Extract to read
* START *
« 27 | Main | Advanced »

April 21, 2009

Peeing on the Pool

Four companies pooled patents covering the industry standard for music and data CDs. The standard, set in the early 1990s, was codified in the "Orange Book." The Orange Book standard created compatibility for CD readers and writers, thus creating a single market. Consumers could buy CDs, knowing that they would work with any player, because of the Orange Book standard. If you want to manufacture a CD writer, you have to first pop to the one-stop shop for a patent pool license.

Princo v. International Trade Commission (ITC) and U.S. Phillips (CAFC 2007-1386)

Widespread marketplace acceptable of media technologies has repeatedly faltered because the major players in the industry didn't line up under a single banner. Back in the 1960s, music cassettes versus cartridges. In the 1970s, videotape VHS versus (Sony) Beta. Sony lost; VHS won. In the early 1990s, DVDs. Just recently, in HDTV DVDs, where, in a reverse from the videotape scrape, Sony prevailed with its Blu-Ray standard.

In the early 1990s, the companies agreed to pool their Orange Book-related CD-R and CD-RW patents. In return for a share of royalties from the pool, Sony, Taiyo Yuden, and Ricoh authorized Philips to administer the pool and to grant package licenses of their pooled patents to manufacturers interested in producing Orange Book compliant compact discs. Philips made available a joint license to the pooled CD-R patents held by Philips, Sony, and Taiyo Yuden and a joint license to the pooled CD-RW patents held by Philips, Sony, and Ricoh. Licensees desiring to produce Orange Book discs could choose one of the packages offered by Philips; licenses to individual patents were not offered. The package licenses required a manufacturer to pay a per-disc royalty on each compact disc produced using at least one licensed patent. The per-disc royalty did not vary depending on which or how many features covered by licensed patents were actually used to produce the disc, "meaning that licensees must pay a royalty based on the number of discs manufactured regardless of how many of the patents are actually used in the manufacturing." Philips III, 478 F.3d at 1348.

Princo enrolled in 1997, then balked, "ceased paying royalties soon thereafter." Princo insinuated itself into a Phillips complaint before the ITC.
* END *
Entries
* START *
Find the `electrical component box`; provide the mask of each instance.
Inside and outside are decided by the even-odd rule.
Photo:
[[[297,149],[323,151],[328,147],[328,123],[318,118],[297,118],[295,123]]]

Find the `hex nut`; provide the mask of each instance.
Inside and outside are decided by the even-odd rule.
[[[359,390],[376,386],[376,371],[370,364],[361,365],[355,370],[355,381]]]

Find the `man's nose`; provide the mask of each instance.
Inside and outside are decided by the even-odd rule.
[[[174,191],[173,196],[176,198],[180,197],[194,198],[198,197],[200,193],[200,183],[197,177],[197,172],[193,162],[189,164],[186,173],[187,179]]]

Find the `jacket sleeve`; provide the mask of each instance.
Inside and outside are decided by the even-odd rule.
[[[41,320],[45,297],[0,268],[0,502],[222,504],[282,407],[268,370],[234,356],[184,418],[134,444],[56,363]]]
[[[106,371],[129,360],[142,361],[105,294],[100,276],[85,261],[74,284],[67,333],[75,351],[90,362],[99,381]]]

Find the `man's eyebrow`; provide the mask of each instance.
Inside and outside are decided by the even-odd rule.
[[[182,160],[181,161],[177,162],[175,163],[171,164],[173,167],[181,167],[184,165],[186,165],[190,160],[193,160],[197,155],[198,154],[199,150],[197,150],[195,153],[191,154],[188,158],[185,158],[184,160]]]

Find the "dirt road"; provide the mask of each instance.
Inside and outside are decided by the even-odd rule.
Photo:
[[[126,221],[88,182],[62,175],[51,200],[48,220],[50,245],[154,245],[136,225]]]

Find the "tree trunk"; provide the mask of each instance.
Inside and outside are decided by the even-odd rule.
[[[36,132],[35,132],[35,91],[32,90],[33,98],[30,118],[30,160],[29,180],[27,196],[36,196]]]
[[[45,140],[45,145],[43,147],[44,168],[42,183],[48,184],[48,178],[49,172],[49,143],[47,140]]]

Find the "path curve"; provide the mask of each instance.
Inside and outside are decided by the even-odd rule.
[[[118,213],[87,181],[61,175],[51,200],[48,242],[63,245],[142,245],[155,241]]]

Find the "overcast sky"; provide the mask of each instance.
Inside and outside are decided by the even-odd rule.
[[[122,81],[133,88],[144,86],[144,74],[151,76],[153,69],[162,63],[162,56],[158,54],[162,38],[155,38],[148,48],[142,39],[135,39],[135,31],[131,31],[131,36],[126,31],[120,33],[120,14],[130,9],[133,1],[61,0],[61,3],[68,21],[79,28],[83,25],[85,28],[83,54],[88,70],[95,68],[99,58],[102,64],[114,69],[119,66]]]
* END *
Written problem 1
Reproduce the passage of the post on the CD patent pool from "Four companies pooled" up to and including "patent pool license.".
Written problem 2
Name every company that, according to the post on the CD patent pool, put its Orange Book patents into the pool.

Final result 1
Four companies pooled patents covering the industry standard for music and data CDs. The standard, set in the early 1990s, was codified in the "Orange Book." The Orange Book standard created compatibility for CD readers and writers, thus creating a single market. Consumers could buy CDs, knowing that they would work with any player, because of the Orange Book standard. If you want to manufacture a CD writer, you have to first pop to the one-stop shop for a patent pool license.

Final result 2
Philips, Sony, Taiyo Yuden, Ricoh